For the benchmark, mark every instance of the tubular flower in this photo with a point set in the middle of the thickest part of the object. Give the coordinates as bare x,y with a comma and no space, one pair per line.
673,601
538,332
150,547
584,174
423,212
* * *
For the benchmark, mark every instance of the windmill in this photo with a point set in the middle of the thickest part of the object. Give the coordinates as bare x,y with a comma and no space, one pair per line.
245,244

▸ Directions for this task
Count how many lines in the items above contain the string "part", treating uppercase and lowercase as different, and reply with only that number.

▸ Solution to the problem
2